Thursday, 17 September 2009
Australian Citizenship Amendment (Citizenship Test Review and Other Measures) Bill 2009
Consideration in Detail
Bill—by leave—taken as a whole.
I move the amendment circulated in my name:
(1) Schedule 2, page 6 (line 1) to page 10 (line 20), omit the Schedule, substitute:
Schedule 2Amendments relating to additional categories
Australian Citizenship Act 2007
1 After subsection 21(8)
Australian public interest
(9) A person is eligible to become an Australian citizen if the Minister is satisfied that:
(a) granting a certificate of Australian citizenship to the person would be in the Australian public interest because of exceptional circumstances relating to the applicant; and
(b) the applicant was not present in Australia as an unlawful non-citizen at any time during the period of 2 years immediately before the day the applicant made the application; and
(c) the person has met the requirements of subsection (2A).
(10) As soon as practicable after the end of each financial year, the Department must publish on its website and present to each House of the Parliament a list of all the persons who received citizenship under subsection (9) during the year and the reasons for the decision.
Individuals employed overseas
(11) A person is eligible to become an Australian citizen if the Minister is satisfied that:
(a) at the time the person made the application, the person is engaged in work that requires them to regularly travel outside Australia; and
(b) the person was engaged in that kind of work for a total of at least 2 years during the period of 4 years immediately before the day the person made the application; and
(c) the person was ordinarily resident in Australia throughout the period of 4 years immediately before the day the person made the application; and
(d) the person was present in Australia for a total of at least 480 days during the period of 4 years immediately before the day the person made the application; and
(e) the person was present in Australia for a total of at least 120 days during the period of 12 months immediately before the day the person made the application; and
(f) the person has demonstrated they would suffer significant hardship or disadvantage if they did not receive citizenship; and
(g) the person was a permanent resident for the period of 12 months immediately before the day the person made the application; and
(h) the person was not present in Australia as an unlawful non-citizen at any time during the period of 4 years immediately before the day the person made the application; and
(i) the person has met the requirements of subsection (2A).

— DATASET —

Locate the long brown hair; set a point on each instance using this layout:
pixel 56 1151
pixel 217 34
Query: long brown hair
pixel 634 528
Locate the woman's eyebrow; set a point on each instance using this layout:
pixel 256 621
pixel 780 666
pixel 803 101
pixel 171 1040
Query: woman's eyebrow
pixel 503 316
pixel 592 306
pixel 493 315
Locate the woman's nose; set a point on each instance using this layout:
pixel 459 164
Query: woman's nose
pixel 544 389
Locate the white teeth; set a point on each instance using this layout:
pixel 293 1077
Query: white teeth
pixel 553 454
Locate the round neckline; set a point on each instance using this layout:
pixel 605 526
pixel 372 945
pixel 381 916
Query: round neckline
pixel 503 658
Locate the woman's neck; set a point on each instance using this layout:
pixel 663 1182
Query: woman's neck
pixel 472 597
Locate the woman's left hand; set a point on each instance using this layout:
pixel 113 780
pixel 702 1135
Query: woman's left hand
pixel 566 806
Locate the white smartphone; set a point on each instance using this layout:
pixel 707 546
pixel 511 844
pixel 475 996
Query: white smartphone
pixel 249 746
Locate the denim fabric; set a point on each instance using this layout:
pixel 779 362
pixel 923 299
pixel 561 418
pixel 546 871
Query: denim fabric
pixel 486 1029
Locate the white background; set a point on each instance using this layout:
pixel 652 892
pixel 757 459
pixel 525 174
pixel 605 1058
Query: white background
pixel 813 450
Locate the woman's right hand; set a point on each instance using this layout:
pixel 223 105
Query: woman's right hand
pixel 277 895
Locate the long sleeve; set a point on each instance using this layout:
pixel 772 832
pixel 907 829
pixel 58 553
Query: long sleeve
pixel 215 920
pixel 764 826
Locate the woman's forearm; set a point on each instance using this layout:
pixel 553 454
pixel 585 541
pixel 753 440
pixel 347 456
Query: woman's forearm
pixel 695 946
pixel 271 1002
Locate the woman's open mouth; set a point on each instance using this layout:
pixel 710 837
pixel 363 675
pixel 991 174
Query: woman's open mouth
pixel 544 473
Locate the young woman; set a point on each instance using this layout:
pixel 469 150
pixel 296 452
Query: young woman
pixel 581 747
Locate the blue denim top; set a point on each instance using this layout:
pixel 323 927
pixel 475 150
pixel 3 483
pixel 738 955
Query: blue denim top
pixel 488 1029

— PARTS OF THE EXERCISE —
1 - List every distinct length of time stated in subsection (11) of the citizenship bill amendment.
2 - Write the next part of the citizenship bill amendment, starting after its final line.
The records have nothing to do with the citizenship bill amendment.

— OUTPUTS —
1 - 2 years, 4 years, 480 days, 120 days, 12 months

2 -
(12) As soon as practicable after the end of each financial year, the Department must publish on its website and present to each House of the Parliament a list of all the persons who received citizenship under subsection (10) during the year and the reasons for the decision.
2 After section 22
22A Minister’s decision—Australian public interest
(1) The Minister’s decision under subsection 24(1) in relation to a person who is eligible to become an Australian citizen under subsection 21(9) cannot be delegated.
(2) In making a decision referred to in subsection (1) the Minister must give consideration to the fact that the applicant’s becoming an Australian citizen would be of benefit to Australia.
Ministerial discretion—administrative error
(3) For the purposes of paragraph 21(9)(b), the Minister may treat a period as one in which the applicant was not present in Australia as an unlawful non-citizen if the Minister considers the applicant was present in Australia during that period but, because of an administrative error, was an unlawful non-citizen during that period.
22B Minister’s decision—individuals employed overseas
(1) The Minister’s decision under subsection 24(1) in relation to a person who is eligible to become an Australian citizen under subsection 21(11) cannot be delegated.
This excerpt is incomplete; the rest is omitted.